Source document:
You Can Negotiate Anything: Negotiating Your First Salary Offer

June 7, 2016

Recently I accepted my first job offer post graduate school. I still have a number of months to go before I finish, but like many of my other colleagues, the race to secure employment post graduation is in full force.

I will admit, I was at a disadvantage narrowing my job search down to the state of Indiana, where as most of my other colleagues were more ‘geographically numb’. In essence, they were applying to the jobs they were interested in regardless of location. After a number of interviews and rejections I landed a job, and I was ecstatic!  When the company extended me an offer, they initially asked how much I wanted to make. As an individual who was employed full time before coming to college, the desire to make more than I made in my previous position was at the forefront of my mind. I knew that my education, was worth a tangible dollar amount.  However, I am also aware that some of my peers are going to make far more than my new position would offer. So I threw out my first offer, which was about $15,000 above what I was realistically willing to accept.

The company came back with an official offer, which was nothing to bat an eye out. It met my requirements of what my degree was worth to me, in comparison to my last job. However, I took cues from my interviewers and the hiring managers. On several occasions during the interview process, they made note about how impressive my core competencies were. One of my interviewers also went so far to say that I was the best candidate that they had interviewed thus far. Now, back to the offer…. when the first offer came down, they did not say that it was non-negotiable. Most individuals would have accepted the offer, and not thought about negotiating. However, I have been fortunate enough to be under the current tutelage of one Dr. Jay Edwin Gillette. Dr. Gillette, has continuously told our management team 221M, that you can negotiate anything.

Before accepting the offer, I asked my liaison, if I could present the hiring managers with a formal counter offer. When I was given the go ahead I did my research. To start I gathered the official positing of the position. I wanted to gather the list of job tasks that I would be performing. These are needed especially when you title is unique. Thus you can find job titles with similar tasks in order to determine the median salary. Wait….you said median and not average. Don’t I want the average salary? You would think that you would want an average, after all, we use averages for everything. However, in this instance the Median is a more accurate representation. Once I had determined the job titles most closely related to my own, I visited the Bureau of Labor and Statistics , Indeed, Glassdoor and a number of other sites to collect the appropriate data to substantiate my counter offer. I formulated a professional email, with my new desired salary and the references I had used to determine the salary.

Exercise requirements:
• 1. List the websites that the salary negotiation post names as sources for salary data.
• 2. Continue the salary negotiation post, picking up after its last sentence.
The rows are separate material, unrelated to the salary negotiation post.

Data section:
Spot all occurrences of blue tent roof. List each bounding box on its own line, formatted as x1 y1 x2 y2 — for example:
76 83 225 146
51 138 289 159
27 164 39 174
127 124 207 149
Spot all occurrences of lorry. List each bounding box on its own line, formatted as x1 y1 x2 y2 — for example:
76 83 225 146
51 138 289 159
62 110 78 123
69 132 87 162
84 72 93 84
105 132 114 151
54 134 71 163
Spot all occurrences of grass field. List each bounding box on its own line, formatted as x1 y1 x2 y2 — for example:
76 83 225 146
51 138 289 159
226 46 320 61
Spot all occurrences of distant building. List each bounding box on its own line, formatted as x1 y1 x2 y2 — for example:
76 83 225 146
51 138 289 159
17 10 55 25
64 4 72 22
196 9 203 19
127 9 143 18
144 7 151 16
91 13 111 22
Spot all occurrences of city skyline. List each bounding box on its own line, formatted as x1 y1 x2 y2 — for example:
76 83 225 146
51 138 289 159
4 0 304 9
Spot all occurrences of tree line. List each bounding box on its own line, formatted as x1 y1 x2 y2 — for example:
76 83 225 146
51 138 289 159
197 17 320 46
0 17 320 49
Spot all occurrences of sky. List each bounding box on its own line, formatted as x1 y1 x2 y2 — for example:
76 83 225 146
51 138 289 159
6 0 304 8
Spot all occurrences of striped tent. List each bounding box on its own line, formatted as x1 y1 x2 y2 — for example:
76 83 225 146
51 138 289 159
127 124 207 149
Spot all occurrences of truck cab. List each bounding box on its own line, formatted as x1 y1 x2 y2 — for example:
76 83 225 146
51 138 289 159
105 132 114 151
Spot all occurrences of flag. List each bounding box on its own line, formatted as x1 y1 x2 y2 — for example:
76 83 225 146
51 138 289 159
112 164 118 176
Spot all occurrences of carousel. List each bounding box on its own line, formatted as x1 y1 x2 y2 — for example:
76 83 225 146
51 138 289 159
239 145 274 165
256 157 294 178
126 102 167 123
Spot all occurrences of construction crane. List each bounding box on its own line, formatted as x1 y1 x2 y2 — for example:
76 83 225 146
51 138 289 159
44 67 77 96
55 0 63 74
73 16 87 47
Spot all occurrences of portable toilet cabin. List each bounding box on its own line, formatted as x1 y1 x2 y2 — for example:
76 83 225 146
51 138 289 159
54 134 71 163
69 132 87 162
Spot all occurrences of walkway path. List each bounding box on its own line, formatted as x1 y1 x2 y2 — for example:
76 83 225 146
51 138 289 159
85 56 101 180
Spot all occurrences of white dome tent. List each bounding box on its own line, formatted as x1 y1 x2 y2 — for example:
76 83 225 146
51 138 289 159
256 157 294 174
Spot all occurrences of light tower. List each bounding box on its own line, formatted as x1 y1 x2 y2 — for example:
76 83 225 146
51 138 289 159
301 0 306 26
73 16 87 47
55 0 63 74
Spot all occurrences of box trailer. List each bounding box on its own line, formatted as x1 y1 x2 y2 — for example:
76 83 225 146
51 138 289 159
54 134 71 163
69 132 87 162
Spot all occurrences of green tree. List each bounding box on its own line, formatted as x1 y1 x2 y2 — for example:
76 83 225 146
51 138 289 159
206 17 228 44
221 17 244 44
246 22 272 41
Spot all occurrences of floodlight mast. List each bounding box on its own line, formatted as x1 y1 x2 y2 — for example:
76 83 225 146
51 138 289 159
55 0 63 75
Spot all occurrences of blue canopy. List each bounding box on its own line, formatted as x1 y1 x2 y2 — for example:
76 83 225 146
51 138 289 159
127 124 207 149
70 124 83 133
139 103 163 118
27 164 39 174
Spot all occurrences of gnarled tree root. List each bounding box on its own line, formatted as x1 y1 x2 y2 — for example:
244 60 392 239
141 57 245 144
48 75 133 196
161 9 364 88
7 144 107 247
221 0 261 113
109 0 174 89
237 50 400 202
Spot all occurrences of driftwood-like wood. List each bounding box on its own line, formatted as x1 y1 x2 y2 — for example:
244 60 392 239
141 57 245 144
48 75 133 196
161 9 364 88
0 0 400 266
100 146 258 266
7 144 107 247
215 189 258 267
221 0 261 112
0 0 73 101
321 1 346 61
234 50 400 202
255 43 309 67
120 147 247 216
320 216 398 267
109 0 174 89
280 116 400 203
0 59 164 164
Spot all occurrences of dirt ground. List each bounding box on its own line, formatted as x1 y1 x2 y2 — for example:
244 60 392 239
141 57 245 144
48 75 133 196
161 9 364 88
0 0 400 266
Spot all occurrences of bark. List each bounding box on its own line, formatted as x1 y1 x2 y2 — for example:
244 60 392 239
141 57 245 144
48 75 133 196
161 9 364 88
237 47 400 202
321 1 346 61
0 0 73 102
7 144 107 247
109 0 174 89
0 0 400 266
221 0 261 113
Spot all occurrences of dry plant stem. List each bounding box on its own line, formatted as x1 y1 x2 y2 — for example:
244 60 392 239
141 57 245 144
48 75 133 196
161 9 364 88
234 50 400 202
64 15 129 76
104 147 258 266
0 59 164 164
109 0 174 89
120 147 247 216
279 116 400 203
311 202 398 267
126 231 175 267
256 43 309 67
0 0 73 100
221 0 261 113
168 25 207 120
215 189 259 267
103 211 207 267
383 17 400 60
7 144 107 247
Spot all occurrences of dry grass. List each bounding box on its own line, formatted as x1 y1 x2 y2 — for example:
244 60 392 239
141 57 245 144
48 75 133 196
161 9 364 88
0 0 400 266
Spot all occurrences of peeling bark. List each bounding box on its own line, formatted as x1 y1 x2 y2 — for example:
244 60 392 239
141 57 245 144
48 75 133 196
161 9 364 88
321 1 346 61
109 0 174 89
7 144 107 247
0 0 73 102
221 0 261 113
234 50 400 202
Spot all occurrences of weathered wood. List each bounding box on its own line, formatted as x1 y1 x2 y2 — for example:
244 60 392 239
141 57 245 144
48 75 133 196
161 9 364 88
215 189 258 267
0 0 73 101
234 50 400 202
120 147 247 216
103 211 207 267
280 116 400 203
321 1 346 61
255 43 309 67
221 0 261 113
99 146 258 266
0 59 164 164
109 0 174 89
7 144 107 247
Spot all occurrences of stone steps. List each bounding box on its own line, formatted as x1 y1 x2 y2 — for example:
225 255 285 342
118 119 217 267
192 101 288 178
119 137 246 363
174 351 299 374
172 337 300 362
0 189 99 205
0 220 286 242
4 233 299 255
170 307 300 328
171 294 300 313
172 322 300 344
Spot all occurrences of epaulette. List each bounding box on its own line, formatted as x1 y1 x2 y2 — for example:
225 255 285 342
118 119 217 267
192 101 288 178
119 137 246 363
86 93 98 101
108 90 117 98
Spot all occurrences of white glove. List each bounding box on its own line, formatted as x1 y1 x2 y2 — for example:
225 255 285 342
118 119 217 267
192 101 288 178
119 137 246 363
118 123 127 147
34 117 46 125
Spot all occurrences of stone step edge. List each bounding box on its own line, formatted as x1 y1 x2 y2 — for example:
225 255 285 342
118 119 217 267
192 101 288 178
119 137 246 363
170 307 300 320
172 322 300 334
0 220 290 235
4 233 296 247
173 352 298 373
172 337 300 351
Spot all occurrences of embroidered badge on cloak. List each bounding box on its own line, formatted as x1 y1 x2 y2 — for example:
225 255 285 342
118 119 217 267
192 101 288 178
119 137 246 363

Solved problems:
• 1. Bureau of Labor and Statistics, Indeed, Glassdoor

• 2.
Now, before I finish. My situation was unique. They came back almost immediately and offered me exactly what I countered with. Most organizations will meet you in the middle. Negotiation is a powerful tool, however do not get greedy, and use resources to substantiate your claims that you deserve more. Below is a copy of the email I sent, I have removed actual numbers to protect my own privacy. But, remember do not sell yourself short, and you can negotiate anything!

 

 

Email:

Liason,

 

First let me say thank you for being so flexible with allowing me to push back my potential start day by one week, and for all of your help during this process. I am truly very excited about the opportunity to be a part of this team. I am really, very flexible, but I feel as though I would not be doing my due diligence and a young professional if I did not counter offer based off of my findings.

 

As any good professional would I took an evening to think about the initial offer, after doing some research of my own, and speaking with the Director of my Master program I would like to purpose a counter offer. After looking at similar positions XXXXXXXXXXXX, and XXXXXXXXX, and the median and average salaries for those positions, along with my personal variables, education level and professional experience I would like to counter with an offer of $$,$$$ annually. My research has shown that the median salary for individuals in the XXXXXXXXXXXX role is $$,$$$annually, and $$,$$$ annually for those in the XXXXXXXXXXXX role. I also sought information from the Bureau of Labor and Statistics, while they did not offer annual take home for this specific position, the annual take home for individuals in computer professions working in higher education $$,$$$. Those figures in conjunction with my education level, my diverse skill set, which makes me a great asset, as I am more capable of evaluation challenges from perspectives outside of Information Technology, and my previous professional experience will warrant some negotiation with the initial offer.

 

I would also like to say thank you again for making an offer to me and I look forward to coming on board.  Please let me know if there is any additional information that I can provide. I look fowl to hearing back from you.

 

 

One comment on “You Can Negotiate Anything: Negotiating Your First Salary Offer

  1. Profile photo of jaygillette jaygillette says:

    MEC

    Outstanding post with praxical advice to any professional, of any age or standing.

    We owe you a penny.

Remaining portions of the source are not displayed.